The user can specify a bed file with the option --target containing the regions targeted by the protocol used. If this file is specified, erne-meth will compute additional statistics to help in assessing the precision of the protocol. The following files are produced:

out_on_target.txt : a table containing the percentage of on-target positions having coverage at least Ax, where 1<=A<=100

out_on_target.txt : a table containing the absolute number of out-of-target positions having coverage at least Ax, where 1<=A<=100

out_out_target_cov_distribution.txt : a table containing a set of triples. Each triple has the following meaning: there are N out-of-target positions having coverage C and such that the nearest target region is at distance D.

One common effect in target enrichment protocols are the coverage tails at the borders of the target regions. For this reason, it is useful to extend each target region by a number of bases on its extremities. Use the option --extend-target N to to extend each target region by N bp on its extremities.

Specify --on-target-annotations to print only on-target Cytosines in the files generated with options --annotations-epp and --annotations-bismark.

*** (3) Deduplication

If a large number of reads are aligned, it is likely that most of them come from duplicate fragments. Specify --deduplicate to automatically discard duplicate reads during the methylation call. erne-meth will print also statistics concerning number of discarded duplicate reads.

****** Read Filtering *****

erne-filter is designed to trim the reads removing low-quality bases at the reads ends and filter out contaminated reads (e.g., this is a mandatory step in de-novo assembly) in one step.

erne-filter --reference contamination.eht --query1 sequence_1.txt --query2 sequence_2.txt --output-prefix trimmed

erne-filter trims reads in the sequence_1.txt and sequence_2.txt files according to their quality; after that, the good quality region of each read is aligned against the contamination reference and if this alignment is succesful, the read is discarded. The results are saved into 3 files:

trimmed_1.fastq

trimmed_2.fastq

trimmed_unpaired.fastq

If you use erne-filter on a multiprocessor machine with N processors, you can define the number of thread to use with --threads . The --reference parameter is optional.

Source records:
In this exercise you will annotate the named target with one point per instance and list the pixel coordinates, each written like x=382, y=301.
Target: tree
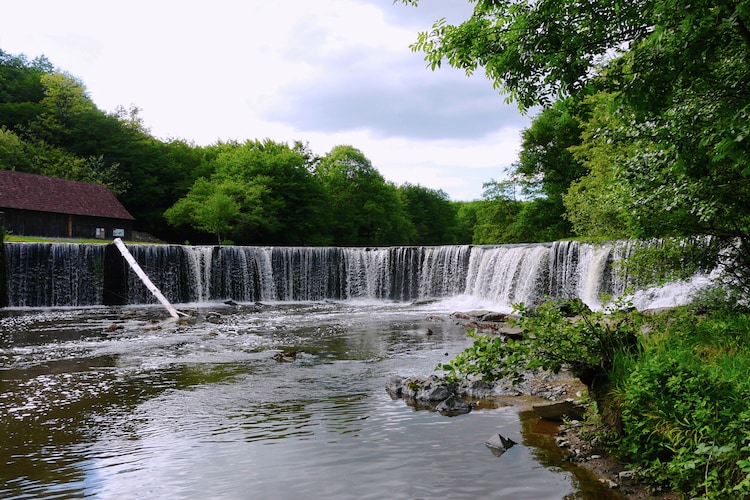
x=365, y=209
x=259, y=192
x=678, y=74
x=495, y=213
x=207, y=207
x=431, y=213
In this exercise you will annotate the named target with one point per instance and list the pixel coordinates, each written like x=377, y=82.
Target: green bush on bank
x=684, y=404
x=672, y=389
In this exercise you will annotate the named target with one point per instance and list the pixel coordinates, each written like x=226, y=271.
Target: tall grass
x=683, y=405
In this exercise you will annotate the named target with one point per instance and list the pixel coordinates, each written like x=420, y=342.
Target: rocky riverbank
x=576, y=437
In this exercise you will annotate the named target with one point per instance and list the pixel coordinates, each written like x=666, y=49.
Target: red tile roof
x=47, y=194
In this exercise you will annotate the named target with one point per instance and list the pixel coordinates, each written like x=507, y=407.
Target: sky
x=324, y=72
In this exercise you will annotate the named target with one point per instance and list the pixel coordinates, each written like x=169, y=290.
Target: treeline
x=253, y=192
x=644, y=133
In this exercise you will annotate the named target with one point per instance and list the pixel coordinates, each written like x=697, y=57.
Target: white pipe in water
x=146, y=281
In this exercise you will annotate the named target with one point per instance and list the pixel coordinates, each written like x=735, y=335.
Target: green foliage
x=685, y=420
x=557, y=334
x=365, y=209
x=431, y=213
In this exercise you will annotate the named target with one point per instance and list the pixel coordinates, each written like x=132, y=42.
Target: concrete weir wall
x=81, y=275
x=115, y=277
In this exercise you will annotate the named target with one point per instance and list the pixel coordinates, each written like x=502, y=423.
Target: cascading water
x=54, y=274
x=43, y=274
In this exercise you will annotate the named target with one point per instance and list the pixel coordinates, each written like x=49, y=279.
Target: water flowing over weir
x=57, y=274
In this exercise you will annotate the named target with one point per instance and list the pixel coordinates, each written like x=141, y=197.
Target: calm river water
x=122, y=403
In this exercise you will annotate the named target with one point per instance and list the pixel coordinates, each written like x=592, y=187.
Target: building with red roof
x=35, y=205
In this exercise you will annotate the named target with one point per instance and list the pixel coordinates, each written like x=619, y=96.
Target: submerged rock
x=499, y=444
x=286, y=356
x=422, y=390
x=453, y=406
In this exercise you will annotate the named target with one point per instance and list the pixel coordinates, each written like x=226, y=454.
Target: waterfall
x=49, y=274
x=53, y=274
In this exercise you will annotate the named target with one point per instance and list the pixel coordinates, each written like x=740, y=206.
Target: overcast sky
x=326, y=72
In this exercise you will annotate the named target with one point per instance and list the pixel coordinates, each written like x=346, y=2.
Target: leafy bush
x=557, y=334
x=685, y=418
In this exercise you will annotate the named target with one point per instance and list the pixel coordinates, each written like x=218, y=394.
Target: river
x=122, y=402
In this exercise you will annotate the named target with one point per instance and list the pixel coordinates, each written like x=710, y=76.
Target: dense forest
x=642, y=132
x=252, y=192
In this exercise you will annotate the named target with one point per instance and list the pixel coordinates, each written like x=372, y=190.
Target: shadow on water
x=540, y=435
x=109, y=403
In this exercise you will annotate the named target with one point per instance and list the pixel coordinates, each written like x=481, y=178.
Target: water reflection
x=116, y=403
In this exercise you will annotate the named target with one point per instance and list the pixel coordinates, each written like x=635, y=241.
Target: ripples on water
x=119, y=403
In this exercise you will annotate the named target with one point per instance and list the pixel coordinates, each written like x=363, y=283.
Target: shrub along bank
x=670, y=391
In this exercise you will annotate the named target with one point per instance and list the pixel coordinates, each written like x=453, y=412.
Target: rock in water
x=453, y=406
x=499, y=444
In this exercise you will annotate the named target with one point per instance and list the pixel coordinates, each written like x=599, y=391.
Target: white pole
x=146, y=281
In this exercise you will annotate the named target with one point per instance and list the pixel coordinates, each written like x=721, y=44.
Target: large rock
x=424, y=390
x=453, y=406
x=499, y=444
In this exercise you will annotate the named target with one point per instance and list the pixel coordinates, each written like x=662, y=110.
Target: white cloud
x=327, y=72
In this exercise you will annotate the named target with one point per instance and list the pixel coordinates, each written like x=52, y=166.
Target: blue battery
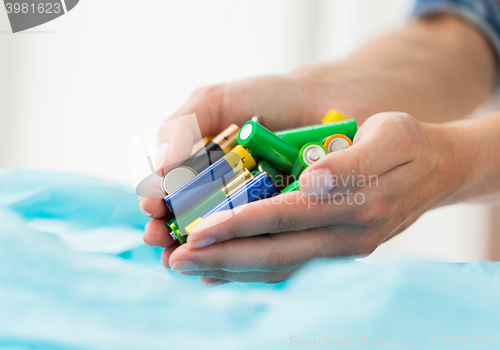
x=260, y=187
x=215, y=175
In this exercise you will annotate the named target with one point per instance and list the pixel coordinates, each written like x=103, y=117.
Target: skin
x=437, y=69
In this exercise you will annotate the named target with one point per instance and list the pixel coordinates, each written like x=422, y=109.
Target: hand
x=400, y=170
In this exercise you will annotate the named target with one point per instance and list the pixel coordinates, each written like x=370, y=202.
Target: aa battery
x=215, y=175
x=267, y=145
x=309, y=154
x=292, y=187
x=213, y=150
x=316, y=133
x=175, y=178
x=260, y=187
x=336, y=142
x=178, y=224
x=333, y=116
x=276, y=175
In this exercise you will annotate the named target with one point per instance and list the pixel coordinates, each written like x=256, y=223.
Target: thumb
x=383, y=142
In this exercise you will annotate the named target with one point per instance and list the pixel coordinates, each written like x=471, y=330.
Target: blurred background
x=74, y=92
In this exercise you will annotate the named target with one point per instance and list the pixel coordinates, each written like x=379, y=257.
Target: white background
x=74, y=92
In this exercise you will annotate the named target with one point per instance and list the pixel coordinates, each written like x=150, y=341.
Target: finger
x=165, y=255
x=385, y=141
x=212, y=282
x=214, y=278
x=284, y=213
x=269, y=253
x=157, y=234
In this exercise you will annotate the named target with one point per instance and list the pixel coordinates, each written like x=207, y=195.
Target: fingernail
x=144, y=239
x=201, y=243
x=161, y=155
x=164, y=262
x=184, y=266
x=141, y=207
x=317, y=182
x=190, y=273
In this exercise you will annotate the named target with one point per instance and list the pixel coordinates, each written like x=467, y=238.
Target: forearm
x=436, y=69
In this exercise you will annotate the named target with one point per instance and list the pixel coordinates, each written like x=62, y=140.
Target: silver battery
x=259, y=120
x=177, y=177
x=337, y=145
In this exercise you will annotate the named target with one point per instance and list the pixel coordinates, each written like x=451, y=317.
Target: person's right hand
x=284, y=102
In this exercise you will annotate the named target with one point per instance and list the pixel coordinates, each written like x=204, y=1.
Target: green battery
x=309, y=154
x=178, y=224
x=267, y=145
x=276, y=175
x=316, y=133
x=292, y=188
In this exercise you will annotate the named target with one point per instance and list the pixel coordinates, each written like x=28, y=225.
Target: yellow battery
x=333, y=116
x=336, y=142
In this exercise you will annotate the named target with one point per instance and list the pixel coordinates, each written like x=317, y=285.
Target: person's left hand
x=350, y=202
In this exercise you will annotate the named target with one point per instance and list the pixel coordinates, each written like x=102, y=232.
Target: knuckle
x=366, y=246
x=370, y=215
x=285, y=222
x=277, y=259
x=407, y=130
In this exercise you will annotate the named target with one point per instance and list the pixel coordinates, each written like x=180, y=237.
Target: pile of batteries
x=239, y=166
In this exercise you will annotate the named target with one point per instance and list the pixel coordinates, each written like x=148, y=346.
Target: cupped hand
x=350, y=202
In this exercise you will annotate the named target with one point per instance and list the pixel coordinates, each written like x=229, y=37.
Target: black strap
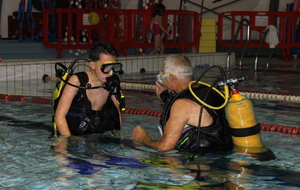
x=246, y=131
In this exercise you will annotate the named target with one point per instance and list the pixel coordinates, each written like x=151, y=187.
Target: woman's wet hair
x=102, y=48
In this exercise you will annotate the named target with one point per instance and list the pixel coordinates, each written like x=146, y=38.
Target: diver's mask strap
x=165, y=96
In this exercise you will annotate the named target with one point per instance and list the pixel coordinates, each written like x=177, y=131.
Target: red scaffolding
x=125, y=29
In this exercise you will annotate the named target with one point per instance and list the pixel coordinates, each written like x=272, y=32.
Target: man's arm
x=178, y=118
x=64, y=105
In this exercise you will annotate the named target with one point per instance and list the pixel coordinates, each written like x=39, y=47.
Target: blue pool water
x=29, y=161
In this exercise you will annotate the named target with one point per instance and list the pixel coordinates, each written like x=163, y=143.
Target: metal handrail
x=233, y=42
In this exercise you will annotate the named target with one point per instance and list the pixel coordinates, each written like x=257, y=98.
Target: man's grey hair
x=180, y=66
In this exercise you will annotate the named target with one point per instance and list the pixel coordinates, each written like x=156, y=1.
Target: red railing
x=287, y=24
x=125, y=29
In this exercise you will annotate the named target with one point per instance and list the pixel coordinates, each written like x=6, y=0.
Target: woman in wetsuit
x=157, y=29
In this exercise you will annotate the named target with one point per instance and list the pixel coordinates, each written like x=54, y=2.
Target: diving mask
x=106, y=67
x=161, y=77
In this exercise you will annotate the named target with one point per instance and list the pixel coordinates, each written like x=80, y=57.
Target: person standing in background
x=158, y=29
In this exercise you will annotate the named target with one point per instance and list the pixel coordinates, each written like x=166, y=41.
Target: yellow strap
x=226, y=97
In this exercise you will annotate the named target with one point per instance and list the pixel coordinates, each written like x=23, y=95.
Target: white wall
x=10, y=6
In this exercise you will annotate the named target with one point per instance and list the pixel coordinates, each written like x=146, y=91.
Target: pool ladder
x=246, y=21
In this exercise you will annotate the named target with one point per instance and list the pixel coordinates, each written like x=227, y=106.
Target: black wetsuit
x=82, y=119
x=210, y=139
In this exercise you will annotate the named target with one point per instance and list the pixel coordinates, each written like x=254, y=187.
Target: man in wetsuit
x=89, y=109
x=181, y=113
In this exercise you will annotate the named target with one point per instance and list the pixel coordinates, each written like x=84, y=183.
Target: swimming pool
x=28, y=160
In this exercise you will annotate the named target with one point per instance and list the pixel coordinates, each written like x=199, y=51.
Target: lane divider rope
x=250, y=95
x=135, y=111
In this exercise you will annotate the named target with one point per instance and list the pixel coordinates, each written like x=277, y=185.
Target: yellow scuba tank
x=242, y=121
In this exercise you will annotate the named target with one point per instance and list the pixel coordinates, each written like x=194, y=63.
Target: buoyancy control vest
x=82, y=119
x=210, y=139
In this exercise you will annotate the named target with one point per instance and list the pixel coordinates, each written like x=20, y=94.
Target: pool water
x=31, y=160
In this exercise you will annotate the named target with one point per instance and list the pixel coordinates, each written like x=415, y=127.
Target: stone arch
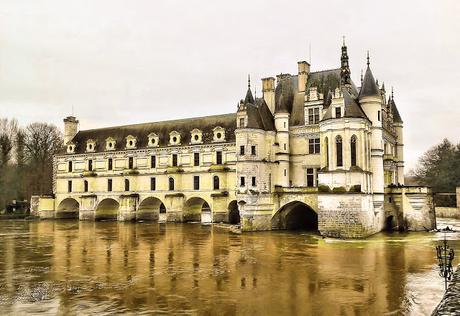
x=233, y=213
x=295, y=215
x=68, y=208
x=197, y=209
x=150, y=208
x=107, y=209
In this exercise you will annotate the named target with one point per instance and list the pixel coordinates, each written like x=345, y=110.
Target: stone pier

* WORK ITEM
Continue the ERNE manual text on methylation calling and read filtering, starting after its final sentence.

* EXERCISE ANSWER
****** Using on cluster *****

If the MPI support is activated in the compiling step, then erne-p* programs (erne-pcreate, erne-pbs5 and erne-pmap) are built.

In order to successfully use erne-p* programs, the user must know the cluster composition (number of available nodes, number of cores per node).

We will provide some examples over an OpenMPI system composed by 10 nodes (n=10) with 8 cores each (p=8).

First of all, a file named 'hostfile' containing the names of the 10 nodes that are going to be used must be provided.

erne-pmap and erne-pbs5 uses a slightly different reference structure than the one used by erne-map and erne-pbs5. In particular, a set of n '.eht'/'.ehm' files with an additional header file must be generated using the following command:

erne-pcreate --reference PREFIX-NAME --fasta /path/of/input.fasta --nodes 10

where 10 is the number of nodes that will be used in the next (alignment) step.

After the computation ends, we are ready to align the reads:

mpirun -pernode -hostfile hostfile erne-pmap --reference PREFIX-NAME --threads 8 --query1 /path/of/reads.txt --output /path/of/output.bam [other options]

In some queue environments (like Torque or similar) you do not need to provide the hostfile. If you do not want to use multi-threading you can remove both -pernode and --threads options.

The same considerations holds for erne-pbs5. The parallel version accepts the same options availables in the non-parallel versions.